Limit- almost finished, however hint needed.
I tried to calculate following limit: (let me present my solution first, and then point errors or give hints how to finish)$$\lim_{n\rightarrow\infty}\frac{(n!)^n}{n^{{n}^{2}}}$$So my partly solution is: Let $a_{n}=\frac{(n!)^n}{n^{{n}^{2}}}$. Then $a_{n}=(\frac{(n!)}{n^{n}})^n$ and denoting $p_{n}=ln (a_{n})$ we have $p_{n}=ln((\frac{(n!)}{n^{n}})^n)$
$=n*ln\frac{(n!)}{n^{n}}=$
$n*(ln(n!)-n*ln(n)$
and now I use Stirling formula $n!\approx\sqrt{2\pi n}*(\frac{n}{e})^n$ and now
$p_{n}=n*(ln(\sqrt{2\pi n}*(\frac{n}{e})^n)-n*ln(n))$
$=n(ln(\sqrt{2\pi n)}+n*ln(n)-n-n*ln(n))=$
$=n((ln(\sqrt{2\pi n})+n))=$
$=n(ln(n\sqrt{{2n\pi n})})$
and that would imply that $\lim_{n\rightarrow\infty}a_{n}=exp(n\sqrt{2\pi n})^n$ what does not seem good... Where am I doing mistake, is it wrong way of acting? Any hints are desired, thank you in advance.

========================================================================

Set tasks:
[1] In the limit post, what does the poster denote by $p_{n}$?
[2] Extend the limit post past its final sentence.

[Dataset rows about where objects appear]
========================================================================

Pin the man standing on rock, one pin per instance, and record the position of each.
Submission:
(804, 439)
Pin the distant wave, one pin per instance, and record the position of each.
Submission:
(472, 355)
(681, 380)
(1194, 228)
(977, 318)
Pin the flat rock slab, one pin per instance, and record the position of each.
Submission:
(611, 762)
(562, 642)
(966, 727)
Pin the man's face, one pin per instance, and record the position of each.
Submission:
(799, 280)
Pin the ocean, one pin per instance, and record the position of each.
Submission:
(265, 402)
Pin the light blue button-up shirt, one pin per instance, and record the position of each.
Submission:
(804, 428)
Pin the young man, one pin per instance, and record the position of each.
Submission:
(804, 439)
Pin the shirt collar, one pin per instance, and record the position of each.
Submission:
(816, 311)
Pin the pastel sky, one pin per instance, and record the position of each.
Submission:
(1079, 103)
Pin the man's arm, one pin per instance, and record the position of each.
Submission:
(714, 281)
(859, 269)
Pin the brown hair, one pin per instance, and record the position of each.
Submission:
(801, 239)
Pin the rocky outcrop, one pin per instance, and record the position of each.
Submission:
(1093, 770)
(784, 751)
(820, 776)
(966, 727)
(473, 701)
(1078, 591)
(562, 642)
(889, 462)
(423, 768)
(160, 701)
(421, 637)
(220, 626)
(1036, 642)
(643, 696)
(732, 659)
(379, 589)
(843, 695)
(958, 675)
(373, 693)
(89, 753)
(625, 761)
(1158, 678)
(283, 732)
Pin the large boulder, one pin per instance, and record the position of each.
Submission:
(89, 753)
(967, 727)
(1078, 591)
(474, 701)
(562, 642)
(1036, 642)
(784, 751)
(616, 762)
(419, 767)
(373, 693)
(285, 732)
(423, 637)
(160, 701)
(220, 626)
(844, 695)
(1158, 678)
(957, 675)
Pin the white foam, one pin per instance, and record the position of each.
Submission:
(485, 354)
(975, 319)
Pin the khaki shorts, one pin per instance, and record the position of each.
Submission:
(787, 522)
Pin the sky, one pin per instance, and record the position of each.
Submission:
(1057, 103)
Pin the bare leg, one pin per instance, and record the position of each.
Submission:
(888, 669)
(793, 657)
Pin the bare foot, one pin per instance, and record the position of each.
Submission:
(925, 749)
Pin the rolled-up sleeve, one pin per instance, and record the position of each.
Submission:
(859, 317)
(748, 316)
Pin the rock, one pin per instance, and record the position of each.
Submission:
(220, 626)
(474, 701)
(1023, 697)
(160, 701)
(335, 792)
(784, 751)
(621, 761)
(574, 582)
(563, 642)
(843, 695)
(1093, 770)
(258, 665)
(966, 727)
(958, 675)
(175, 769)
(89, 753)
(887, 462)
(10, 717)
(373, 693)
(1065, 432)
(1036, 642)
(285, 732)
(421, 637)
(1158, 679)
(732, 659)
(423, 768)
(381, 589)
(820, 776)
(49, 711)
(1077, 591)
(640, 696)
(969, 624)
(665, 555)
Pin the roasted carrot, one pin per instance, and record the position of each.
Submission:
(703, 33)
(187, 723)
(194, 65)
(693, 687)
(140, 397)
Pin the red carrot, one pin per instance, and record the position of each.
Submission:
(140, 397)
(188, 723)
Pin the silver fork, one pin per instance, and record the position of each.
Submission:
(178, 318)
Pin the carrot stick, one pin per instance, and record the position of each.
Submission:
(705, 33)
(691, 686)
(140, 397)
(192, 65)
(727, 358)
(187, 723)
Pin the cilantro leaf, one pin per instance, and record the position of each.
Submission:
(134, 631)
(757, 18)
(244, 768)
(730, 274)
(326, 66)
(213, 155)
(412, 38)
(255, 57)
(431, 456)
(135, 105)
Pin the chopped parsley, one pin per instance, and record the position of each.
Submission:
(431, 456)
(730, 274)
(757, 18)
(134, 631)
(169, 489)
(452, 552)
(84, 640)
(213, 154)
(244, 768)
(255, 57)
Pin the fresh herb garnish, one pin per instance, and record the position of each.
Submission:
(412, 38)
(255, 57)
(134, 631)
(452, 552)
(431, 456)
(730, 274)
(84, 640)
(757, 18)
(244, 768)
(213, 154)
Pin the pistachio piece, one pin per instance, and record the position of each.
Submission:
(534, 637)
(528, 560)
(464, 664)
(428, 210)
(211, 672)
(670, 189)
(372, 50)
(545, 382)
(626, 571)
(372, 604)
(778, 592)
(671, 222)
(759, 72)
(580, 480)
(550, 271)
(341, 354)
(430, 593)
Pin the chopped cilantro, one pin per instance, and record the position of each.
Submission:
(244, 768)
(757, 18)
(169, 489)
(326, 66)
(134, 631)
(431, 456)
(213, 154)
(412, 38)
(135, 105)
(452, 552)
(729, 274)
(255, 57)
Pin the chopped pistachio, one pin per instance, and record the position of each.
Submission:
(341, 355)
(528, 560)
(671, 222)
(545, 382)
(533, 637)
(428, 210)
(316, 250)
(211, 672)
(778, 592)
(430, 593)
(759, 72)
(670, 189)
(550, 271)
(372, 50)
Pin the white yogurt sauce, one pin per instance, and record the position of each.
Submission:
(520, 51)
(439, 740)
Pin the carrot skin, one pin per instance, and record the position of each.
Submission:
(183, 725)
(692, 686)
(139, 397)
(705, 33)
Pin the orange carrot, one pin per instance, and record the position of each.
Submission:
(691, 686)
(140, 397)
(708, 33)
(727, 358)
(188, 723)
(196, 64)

========================================================================

Results of the tasks:
[1] The natural logarithm of $a_{n}$, that is, $p_{n}=ln(a_{n})$.

[2]
Solution 1:
You can see here that
$$\lim_{n\to\infty}\frac{n!}{n^n}=0$$
thus
$$(**)\;\;\;\;\;\;\;\;\;\;\;\;\;\sqrt[n]{\frac{(n!)^n}{n^{n^2}}}=\frac{n!}{n^n}\xrightarrow [n\to\infty]{} 0$$
From where it follows that the series
$$\sum_{n=1}^n\frac{(n!)^n}{n^{n^2}}$$
converges, since what we did in (**) above is merely apply Cauchy's Test of the n-th root, and thus the sequence's limit must be zero.
Solution 2:
There is an error in your third step in the computation of $p_n$. \begin{align} p_n & = n (\ln(n!) - n \ln(n))\\ & \sim n (\ln(\sqrt{2 \pi n} \cdot (n/e)^n) - n \ln(n)) & (\because \text{Stirling's formula})\\ & = n (\ln(\sqrt{2 \pi n}) + n \ln n -n - n \ln n)\\ & = \color{blue}{\underbrace{n(\ln(\sqrt{2 \pi n}) - n) \to - \infty}_{n \to \infty}} \end{align} Hence, $\ln(a_n) \to -\infty$ as $n \to \infty$. Hence, what can you say about $a_n$?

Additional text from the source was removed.